PROBLEM DESCRIPTION » Write out the lines below without any change, from the first one through the line that contains "pixel 235 269", including that line.

ENTRIES PROVIDED »
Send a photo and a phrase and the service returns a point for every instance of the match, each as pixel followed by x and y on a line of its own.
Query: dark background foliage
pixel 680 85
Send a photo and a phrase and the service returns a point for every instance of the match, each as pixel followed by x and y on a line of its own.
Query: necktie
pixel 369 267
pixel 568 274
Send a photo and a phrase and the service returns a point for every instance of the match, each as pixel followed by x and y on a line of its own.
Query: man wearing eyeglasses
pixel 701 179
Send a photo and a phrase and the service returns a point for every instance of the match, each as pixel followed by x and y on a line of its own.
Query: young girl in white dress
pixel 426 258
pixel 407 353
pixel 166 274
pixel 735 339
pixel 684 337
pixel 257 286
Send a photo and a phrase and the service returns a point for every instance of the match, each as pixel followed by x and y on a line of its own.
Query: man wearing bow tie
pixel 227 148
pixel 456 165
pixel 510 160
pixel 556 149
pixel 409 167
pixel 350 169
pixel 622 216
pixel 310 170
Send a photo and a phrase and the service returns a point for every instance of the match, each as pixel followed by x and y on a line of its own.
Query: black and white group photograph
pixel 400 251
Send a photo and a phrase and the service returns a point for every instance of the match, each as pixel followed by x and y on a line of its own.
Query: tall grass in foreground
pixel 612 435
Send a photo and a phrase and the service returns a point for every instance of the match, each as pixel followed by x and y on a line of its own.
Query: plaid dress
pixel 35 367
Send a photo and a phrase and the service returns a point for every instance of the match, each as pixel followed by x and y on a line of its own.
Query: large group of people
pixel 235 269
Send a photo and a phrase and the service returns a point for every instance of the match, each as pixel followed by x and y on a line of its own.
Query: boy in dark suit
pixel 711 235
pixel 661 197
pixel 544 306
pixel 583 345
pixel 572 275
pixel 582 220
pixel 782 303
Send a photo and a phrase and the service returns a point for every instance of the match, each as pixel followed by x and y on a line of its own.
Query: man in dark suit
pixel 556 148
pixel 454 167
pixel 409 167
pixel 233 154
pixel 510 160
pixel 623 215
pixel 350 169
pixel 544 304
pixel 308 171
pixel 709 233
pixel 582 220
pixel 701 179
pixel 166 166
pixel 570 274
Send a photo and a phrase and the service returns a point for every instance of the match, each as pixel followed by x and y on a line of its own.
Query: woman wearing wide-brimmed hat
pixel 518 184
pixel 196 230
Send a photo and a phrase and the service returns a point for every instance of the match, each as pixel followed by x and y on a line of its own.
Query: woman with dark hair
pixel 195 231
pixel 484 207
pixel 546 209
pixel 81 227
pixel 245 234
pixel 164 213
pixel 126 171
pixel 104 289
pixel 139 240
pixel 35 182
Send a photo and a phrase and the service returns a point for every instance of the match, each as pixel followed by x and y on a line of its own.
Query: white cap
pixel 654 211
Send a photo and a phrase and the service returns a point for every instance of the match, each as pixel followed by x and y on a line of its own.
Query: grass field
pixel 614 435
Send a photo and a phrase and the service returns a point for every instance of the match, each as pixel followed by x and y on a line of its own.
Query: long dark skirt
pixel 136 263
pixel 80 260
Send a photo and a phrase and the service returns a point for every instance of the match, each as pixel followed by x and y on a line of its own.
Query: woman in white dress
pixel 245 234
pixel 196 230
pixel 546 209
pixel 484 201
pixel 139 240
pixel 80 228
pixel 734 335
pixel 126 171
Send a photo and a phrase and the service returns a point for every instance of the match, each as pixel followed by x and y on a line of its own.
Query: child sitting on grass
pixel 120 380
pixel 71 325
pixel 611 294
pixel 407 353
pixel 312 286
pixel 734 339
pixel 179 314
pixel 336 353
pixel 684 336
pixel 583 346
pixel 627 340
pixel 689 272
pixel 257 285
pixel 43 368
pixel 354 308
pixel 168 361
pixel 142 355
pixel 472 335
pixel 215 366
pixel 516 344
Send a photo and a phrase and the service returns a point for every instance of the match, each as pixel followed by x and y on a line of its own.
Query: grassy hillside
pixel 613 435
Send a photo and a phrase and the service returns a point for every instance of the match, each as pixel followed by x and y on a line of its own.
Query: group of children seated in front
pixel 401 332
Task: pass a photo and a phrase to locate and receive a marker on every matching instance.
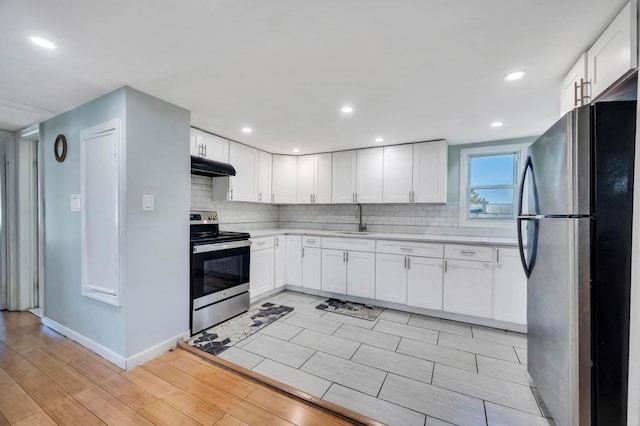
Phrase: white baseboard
(126, 363)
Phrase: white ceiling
(413, 70)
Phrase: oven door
(219, 271)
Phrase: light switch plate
(148, 203)
(76, 202)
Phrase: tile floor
(402, 369)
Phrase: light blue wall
(453, 181)
(158, 163)
(64, 303)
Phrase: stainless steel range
(219, 272)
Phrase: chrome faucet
(361, 227)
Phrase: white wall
(157, 271)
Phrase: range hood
(203, 167)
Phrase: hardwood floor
(46, 379)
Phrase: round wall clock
(60, 148)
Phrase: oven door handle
(206, 248)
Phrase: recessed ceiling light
(43, 43)
(515, 75)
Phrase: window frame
(520, 150)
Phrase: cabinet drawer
(311, 241)
(481, 254)
(354, 244)
(261, 243)
(409, 248)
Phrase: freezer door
(558, 308)
(560, 172)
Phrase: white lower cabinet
(391, 278)
(311, 267)
(294, 260)
(280, 272)
(510, 288)
(334, 271)
(468, 287)
(424, 282)
(361, 274)
(261, 269)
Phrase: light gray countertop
(430, 238)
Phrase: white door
(430, 172)
(264, 176)
(615, 52)
(571, 94)
(243, 186)
(294, 260)
(343, 181)
(369, 177)
(311, 267)
(398, 174)
(467, 288)
(424, 282)
(305, 179)
(334, 271)
(261, 272)
(285, 179)
(391, 278)
(322, 174)
(280, 264)
(361, 274)
(510, 287)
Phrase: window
(489, 180)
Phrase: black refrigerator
(576, 199)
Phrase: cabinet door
(294, 260)
(467, 288)
(215, 147)
(322, 176)
(614, 54)
(264, 177)
(430, 172)
(261, 272)
(391, 278)
(510, 288)
(398, 176)
(305, 179)
(243, 186)
(424, 282)
(570, 97)
(285, 178)
(280, 264)
(334, 271)
(361, 274)
(343, 181)
(311, 267)
(369, 178)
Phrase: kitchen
(420, 190)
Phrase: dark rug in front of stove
(351, 309)
(221, 337)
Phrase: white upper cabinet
(285, 178)
(344, 177)
(615, 53)
(369, 175)
(573, 87)
(264, 176)
(398, 176)
(430, 172)
(244, 185)
(209, 146)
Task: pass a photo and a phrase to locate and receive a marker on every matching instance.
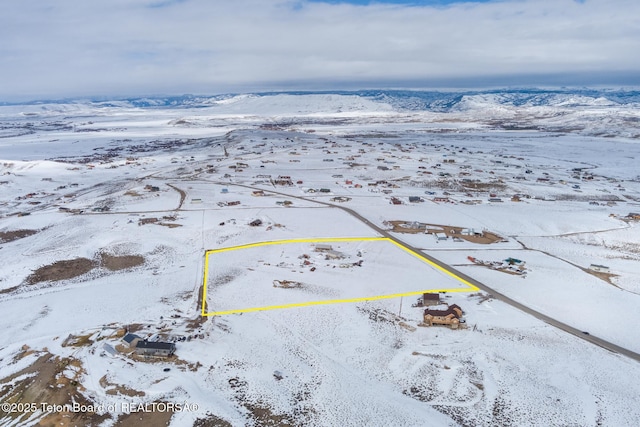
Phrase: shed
(599, 268)
(131, 340)
(440, 236)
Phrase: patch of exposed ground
(211, 421)
(118, 389)
(10, 236)
(168, 221)
(602, 276)
(61, 270)
(115, 263)
(148, 418)
(483, 238)
(49, 379)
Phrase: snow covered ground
(106, 212)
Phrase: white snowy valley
(261, 261)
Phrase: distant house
(283, 180)
(599, 268)
(333, 255)
(131, 340)
(158, 348)
(427, 300)
(451, 316)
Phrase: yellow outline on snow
(323, 302)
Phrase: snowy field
(107, 209)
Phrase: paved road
(497, 295)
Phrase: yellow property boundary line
(324, 302)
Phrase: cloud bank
(58, 48)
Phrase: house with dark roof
(131, 340)
(157, 348)
(451, 316)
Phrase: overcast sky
(72, 48)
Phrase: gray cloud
(121, 47)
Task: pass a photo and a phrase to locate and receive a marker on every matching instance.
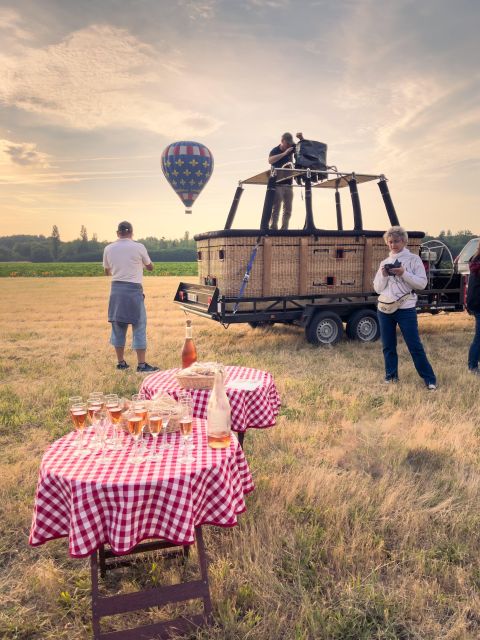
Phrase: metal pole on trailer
(269, 199)
(338, 207)
(234, 206)
(357, 209)
(309, 223)
(387, 200)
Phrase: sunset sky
(92, 92)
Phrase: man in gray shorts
(282, 154)
(125, 260)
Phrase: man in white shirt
(125, 260)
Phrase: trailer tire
(325, 328)
(363, 326)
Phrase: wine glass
(139, 407)
(114, 407)
(135, 426)
(165, 414)
(155, 424)
(186, 418)
(186, 421)
(78, 413)
(100, 421)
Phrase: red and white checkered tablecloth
(251, 408)
(116, 502)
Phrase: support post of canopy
(268, 203)
(338, 207)
(387, 200)
(309, 226)
(234, 206)
(357, 209)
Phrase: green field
(81, 269)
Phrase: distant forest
(52, 248)
(21, 248)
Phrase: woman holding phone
(395, 281)
(473, 307)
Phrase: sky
(92, 92)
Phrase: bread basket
(200, 375)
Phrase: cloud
(199, 9)
(10, 22)
(23, 154)
(100, 76)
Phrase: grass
(365, 519)
(83, 269)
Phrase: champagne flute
(186, 418)
(155, 424)
(139, 407)
(186, 421)
(78, 413)
(100, 421)
(135, 426)
(165, 414)
(113, 406)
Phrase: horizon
(91, 97)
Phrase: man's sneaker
(146, 368)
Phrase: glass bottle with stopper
(219, 414)
(189, 352)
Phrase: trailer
(318, 279)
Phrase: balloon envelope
(187, 166)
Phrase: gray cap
(125, 227)
(288, 137)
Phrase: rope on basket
(246, 277)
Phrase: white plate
(244, 385)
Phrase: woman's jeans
(407, 321)
(474, 351)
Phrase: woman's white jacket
(395, 287)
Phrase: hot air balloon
(187, 166)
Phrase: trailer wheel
(259, 325)
(325, 328)
(363, 326)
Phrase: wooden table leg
(95, 616)
(103, 606)
(241, 436)
(203, 561)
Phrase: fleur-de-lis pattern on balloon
(187, 166)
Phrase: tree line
(20, 248)
(31, 248)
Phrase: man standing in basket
(279, 156)
(125, 260)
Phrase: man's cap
(124, 227)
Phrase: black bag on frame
(310, 154)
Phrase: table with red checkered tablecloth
(255, 406)
(117, 502)
(95, 500)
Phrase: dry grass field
(365, 520)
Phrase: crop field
(365, 520)
(83, 269)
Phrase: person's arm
(106, 265)
(380, 281)
(279, 156)
(415, 276)
(147, 263)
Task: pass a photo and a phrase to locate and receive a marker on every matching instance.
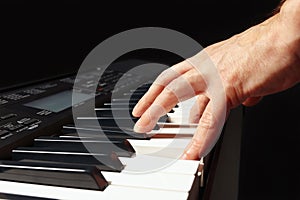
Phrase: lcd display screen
(59, 101)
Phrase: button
(13, 127)
(3, 133)
(11, 115)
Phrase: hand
(260, 61)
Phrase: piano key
(109, 162)
(112, 192)
(120, 147)
(84, 177)
(156, 180)
(104, 132)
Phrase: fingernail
(183, 157)
(135, 112)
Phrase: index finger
(158, 86)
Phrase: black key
(3, 133)
(112, 133)
(118, 112)
(72, 176)
(107, 162)
(8, 116)
(120, 147)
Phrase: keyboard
(48, 153)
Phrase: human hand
(260, 61)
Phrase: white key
(110, 193)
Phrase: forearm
(263, 59)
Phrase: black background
(42, 39)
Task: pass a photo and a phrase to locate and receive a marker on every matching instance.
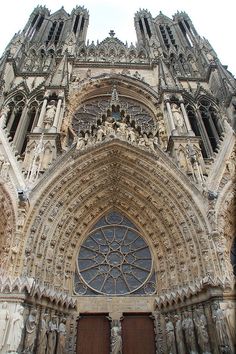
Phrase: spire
(60, 75)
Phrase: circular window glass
(114, 259)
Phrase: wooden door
(93, 335)
(138, 334)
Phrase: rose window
(114, 259)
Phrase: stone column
(171, 119)
(57, 116)
(186, 120)
(39, 126)
(3, 117)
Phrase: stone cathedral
(117, 182)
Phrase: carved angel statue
(15, 330)
(116, 340)
(178, 117)
(170, 336)
(4, 323)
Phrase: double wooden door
(137, 334)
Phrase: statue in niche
(52, 335)
(100, 133)
(42, 343)
(5, 167)
(131, 135)
(30, 326)
(178, 118)
(179, 335)
(50, 114)
(28, 63)
(188, 328)
(80, 142)
(201, 329)
(109, 126)
(220, 325)
(4, 323)
(122, 128)
(170, 337)
(47, 63)
(231, 321)
(61, 337)
(116, 339)
(15, 331)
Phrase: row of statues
(122, 130)
(189, 332)
(47, 336)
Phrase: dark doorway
(93, 335)
(138, 334)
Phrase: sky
(214, 20)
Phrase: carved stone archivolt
(114, 176)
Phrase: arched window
(233, 256)
(114, 259)
(196, 127)
(211, 122)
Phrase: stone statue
(52, 336)
(5, 170)
(179, 335)
(109, 126)
(61, 337)
(4, 323)
(220, 325)
(50, 114)
(170, 337)
(188, 328)
(30, 326)
(42, 343)
(178, 117)
(15, 330)
(80, 142)
(131, 136)
(122, 128)
(231, 321)
(116, 340)
(201, 329)
(100, 134)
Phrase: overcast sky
(215, 20)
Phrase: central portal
(94, 335)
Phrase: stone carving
(52, 335)
(4, 168)
(42, 341)
(231, 321)
(50, 114)
(15, 330)
(178, 118)
(30, 326)
(220, 326)
(179, 335)
(188, 328)
(61, 337)
(201, 330)
(4, 323)
(116, 340)
(170, 336)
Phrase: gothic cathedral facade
(117, 182)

TASK ANSWER »
Send a photo and a phrase and the service returns a point for every instance of the match, each as pixel followed by x and y on a line of its own.
Query: dark background foliage
pixel 680 85
Send a photo and a phrase and the service returns a point for every instance of the match, each as pixel followed by x and y on a line of its own.
Query: necktie
pixel 369 267
pixel 568 274
Send a photo and a phrase and the service returns a point for every instance of the match, each as pixel followed by x and y on a line of its own.
Query: man wearing eyeglasses
pixel 701 179
Send a photo and a phrase and the service returns a point for every instance of the match, each as pixel followed by x and y on a line of its own.
Query: young girl in white dress
pixel 426 258
pixel 407 353
pixel 166 274
pixel 735 339
pixel 684 337
pixel 257 286
Send a photo and a phrase and the service returns a point for every instance of the match, each as pixel followed by x and y on a line of its own.
Query: man wearing bow tie
pixel 227 148
pixel 456 165
pixel 510 160
pixel 556 149
pixel 409 167
pixel 350 169
pixel 622 216
pixel 310 170
Send a photo and a phrase and the service returns a point for every instance of the match, each as pixel followed by x and y on a line of its own.
Query: black and white group photograph
pixel 400 251
Send a photo and a phrase and the service returns a point for every instance of the match, each as pixel followed by x and y on a line of its own.
Query: tall grass in foreground
pixel 612 435
Send a photo and a phrase and the service returns a point for every instance of the match, each as pixel followed by x and y on a line of its own.
Query: plaid dress
pixel 35 367
Send a photo and a phrase and the service returns a point for every instance of the match, each as pixel followed by x and y on a line of its own.
Query: large group of people
pixel 235 269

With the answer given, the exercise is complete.